■ DIRECTIONS FOR THIS TASK: In the entries below, find each line with the word "flower" and pull it out.

■ DATA TO USE:
__________

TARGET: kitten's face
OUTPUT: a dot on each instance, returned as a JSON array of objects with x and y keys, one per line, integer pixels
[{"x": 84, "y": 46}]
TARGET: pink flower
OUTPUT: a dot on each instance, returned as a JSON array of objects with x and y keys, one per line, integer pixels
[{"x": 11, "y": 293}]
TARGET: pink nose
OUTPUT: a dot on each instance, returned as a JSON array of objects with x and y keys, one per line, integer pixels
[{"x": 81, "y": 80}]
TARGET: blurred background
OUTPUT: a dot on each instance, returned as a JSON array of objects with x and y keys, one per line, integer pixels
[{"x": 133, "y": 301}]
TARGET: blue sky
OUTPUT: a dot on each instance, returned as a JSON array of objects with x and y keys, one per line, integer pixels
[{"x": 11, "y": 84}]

__________

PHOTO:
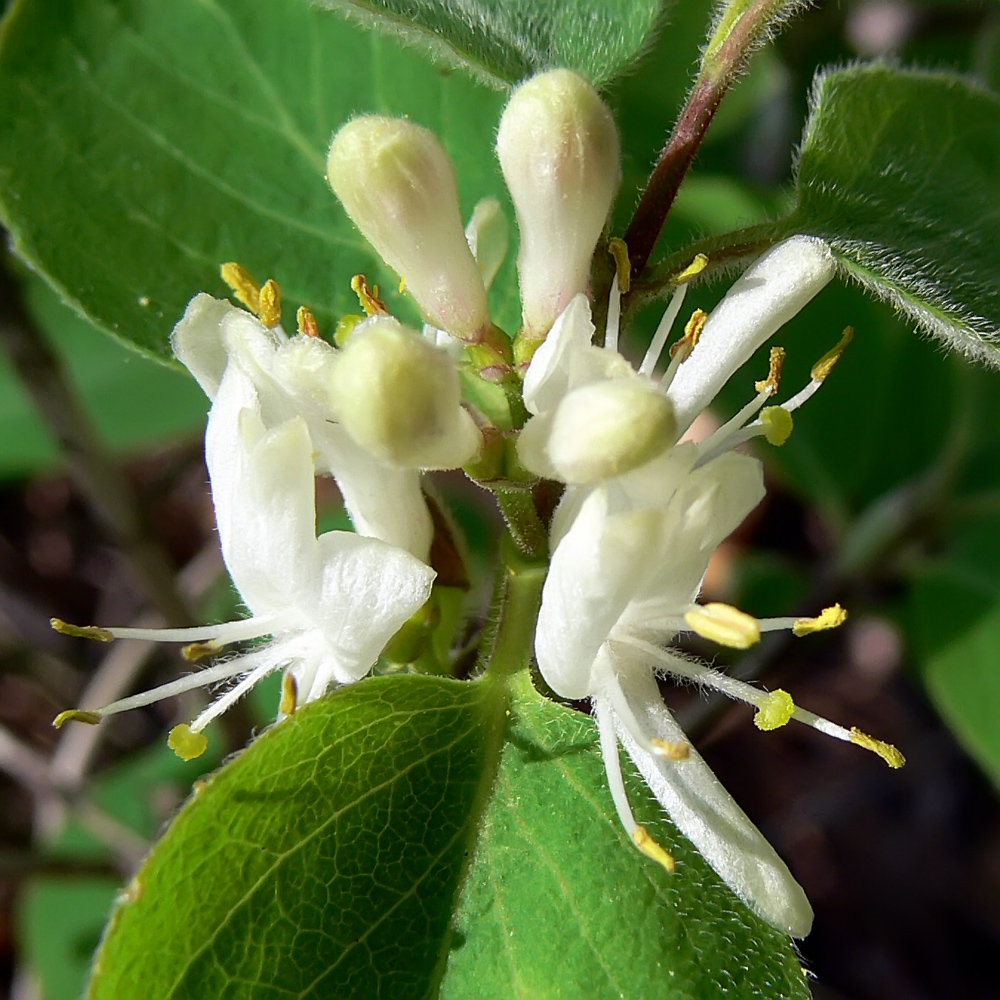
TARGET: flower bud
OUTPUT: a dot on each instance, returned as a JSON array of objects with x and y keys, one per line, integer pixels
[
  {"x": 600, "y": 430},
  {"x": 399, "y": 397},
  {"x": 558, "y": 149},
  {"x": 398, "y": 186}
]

__________

■ RESPONSE TO THE EXERCISE:
TARGET: pink flower
TARGET: flower bud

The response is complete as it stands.